WRITTEN TASK:
Could you duplicate the records below word for word, starting at the line that contains "of the jacket" and stopping after the line that contains "Query: rock"?

PROVIDED MATERIAL:
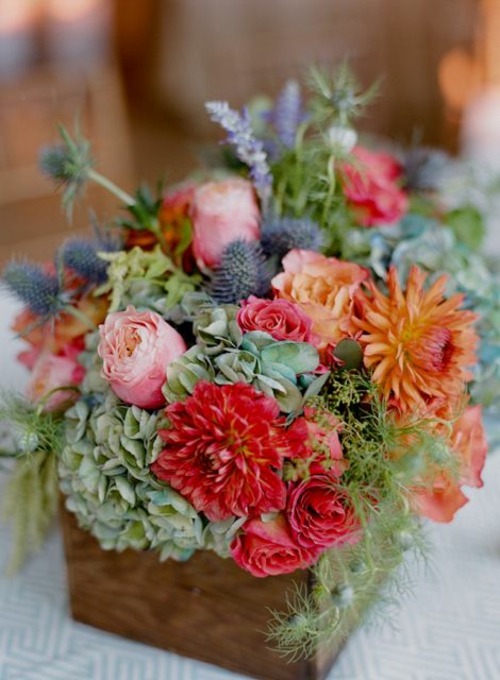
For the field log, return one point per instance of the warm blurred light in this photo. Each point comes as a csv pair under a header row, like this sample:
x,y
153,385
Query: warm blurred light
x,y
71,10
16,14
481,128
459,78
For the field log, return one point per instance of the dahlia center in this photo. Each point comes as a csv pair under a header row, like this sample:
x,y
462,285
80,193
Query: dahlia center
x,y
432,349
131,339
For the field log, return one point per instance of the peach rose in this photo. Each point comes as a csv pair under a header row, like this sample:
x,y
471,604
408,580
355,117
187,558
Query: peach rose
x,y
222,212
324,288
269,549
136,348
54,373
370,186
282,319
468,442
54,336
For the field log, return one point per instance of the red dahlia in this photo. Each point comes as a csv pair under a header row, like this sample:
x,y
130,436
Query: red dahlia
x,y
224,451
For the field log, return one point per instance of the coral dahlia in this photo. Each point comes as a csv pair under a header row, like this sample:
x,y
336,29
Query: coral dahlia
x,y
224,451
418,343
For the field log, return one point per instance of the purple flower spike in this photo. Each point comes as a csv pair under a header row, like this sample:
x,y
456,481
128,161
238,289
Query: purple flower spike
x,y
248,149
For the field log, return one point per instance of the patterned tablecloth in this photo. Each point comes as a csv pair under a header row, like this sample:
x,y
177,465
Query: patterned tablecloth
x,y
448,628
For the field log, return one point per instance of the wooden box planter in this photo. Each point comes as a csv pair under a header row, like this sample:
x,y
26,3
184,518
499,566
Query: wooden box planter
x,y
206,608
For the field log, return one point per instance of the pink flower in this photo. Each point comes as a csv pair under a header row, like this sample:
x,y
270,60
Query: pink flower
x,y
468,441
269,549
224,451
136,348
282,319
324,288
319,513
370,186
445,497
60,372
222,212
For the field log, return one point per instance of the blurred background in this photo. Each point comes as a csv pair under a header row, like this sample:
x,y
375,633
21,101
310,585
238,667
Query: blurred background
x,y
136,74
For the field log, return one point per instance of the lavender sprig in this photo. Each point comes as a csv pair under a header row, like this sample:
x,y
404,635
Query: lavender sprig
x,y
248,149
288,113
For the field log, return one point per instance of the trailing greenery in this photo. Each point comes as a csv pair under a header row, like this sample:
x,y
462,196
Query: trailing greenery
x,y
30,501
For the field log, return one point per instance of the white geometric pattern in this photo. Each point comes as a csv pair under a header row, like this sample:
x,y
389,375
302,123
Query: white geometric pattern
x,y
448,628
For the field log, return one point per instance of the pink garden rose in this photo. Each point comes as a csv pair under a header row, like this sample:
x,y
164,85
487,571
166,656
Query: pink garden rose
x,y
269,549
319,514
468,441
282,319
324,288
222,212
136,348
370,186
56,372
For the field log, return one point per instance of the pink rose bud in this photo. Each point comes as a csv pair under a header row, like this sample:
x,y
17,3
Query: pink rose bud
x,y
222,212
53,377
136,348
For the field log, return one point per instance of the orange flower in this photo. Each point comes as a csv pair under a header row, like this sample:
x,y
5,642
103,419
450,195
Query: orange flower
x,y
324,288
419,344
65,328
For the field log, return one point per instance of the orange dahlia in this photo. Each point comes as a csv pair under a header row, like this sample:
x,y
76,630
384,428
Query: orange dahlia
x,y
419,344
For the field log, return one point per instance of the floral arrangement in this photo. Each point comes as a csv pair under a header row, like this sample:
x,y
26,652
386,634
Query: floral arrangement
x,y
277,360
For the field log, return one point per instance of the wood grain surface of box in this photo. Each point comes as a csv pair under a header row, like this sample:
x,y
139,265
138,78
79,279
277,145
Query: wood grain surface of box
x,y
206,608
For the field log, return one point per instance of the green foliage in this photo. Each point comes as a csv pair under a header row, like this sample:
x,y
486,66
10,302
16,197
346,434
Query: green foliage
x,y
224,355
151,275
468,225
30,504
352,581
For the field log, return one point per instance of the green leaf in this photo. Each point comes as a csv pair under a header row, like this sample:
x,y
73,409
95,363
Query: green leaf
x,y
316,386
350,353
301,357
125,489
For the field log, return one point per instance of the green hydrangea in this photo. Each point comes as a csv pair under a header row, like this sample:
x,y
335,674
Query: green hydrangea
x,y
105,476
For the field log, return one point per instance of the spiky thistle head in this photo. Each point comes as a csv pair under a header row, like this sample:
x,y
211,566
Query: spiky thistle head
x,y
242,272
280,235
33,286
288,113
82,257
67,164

---

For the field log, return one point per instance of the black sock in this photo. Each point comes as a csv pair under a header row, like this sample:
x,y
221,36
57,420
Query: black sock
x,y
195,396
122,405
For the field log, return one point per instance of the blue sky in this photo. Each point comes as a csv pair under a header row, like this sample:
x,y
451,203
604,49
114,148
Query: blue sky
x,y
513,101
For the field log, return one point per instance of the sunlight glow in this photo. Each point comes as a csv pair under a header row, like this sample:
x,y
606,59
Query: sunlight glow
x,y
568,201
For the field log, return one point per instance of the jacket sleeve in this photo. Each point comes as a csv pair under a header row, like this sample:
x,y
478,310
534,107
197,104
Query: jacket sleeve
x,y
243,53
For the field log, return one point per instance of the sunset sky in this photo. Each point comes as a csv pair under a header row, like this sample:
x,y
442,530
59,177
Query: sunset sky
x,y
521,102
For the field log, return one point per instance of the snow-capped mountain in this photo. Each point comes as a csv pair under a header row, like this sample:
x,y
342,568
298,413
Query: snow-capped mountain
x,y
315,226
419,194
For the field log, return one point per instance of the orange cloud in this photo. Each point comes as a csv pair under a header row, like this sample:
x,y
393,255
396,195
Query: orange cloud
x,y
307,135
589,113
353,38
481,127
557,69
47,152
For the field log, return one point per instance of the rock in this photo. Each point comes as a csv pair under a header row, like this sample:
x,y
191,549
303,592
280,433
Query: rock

WRITTEN RESPONSE:
For the field log, return one point per instance of the jacket sleeve in this photo. Each point comes as a csv pair under a header row, like this sample:
x,y
478,310
534,107
197,104
Query: jacket sleeve
x,y
243,53
For the field log, return one point per instance of the sunset sky in this photo. Each point comes as a csv pair under a header row, like this sample:
x,y
442,530
59,177
Query: sunset sky
x,y
521,102
For the field log, return one point per instance of the snow-capped mountain in this photo. Each point comes as a csv pair under a header row, like this sample:
x,y
342,568
298,413
Query: snow-capped mountain
x,y
315,226
419,194
For the field log, return one point per instance of the orange cloud in this photo. Each point comes as a csv pair under a header row, like this sample:
x,y
393,255
396,195
Query: orange cloud
x,y
307,135
589,113
353,38
481,127
557,69
47,152
For the field log, return one point per instance of the rock in this photo. Each point comes as a csv pair under a header row, like this sample:
x,y
191,549
303,592
280,433
Query: rock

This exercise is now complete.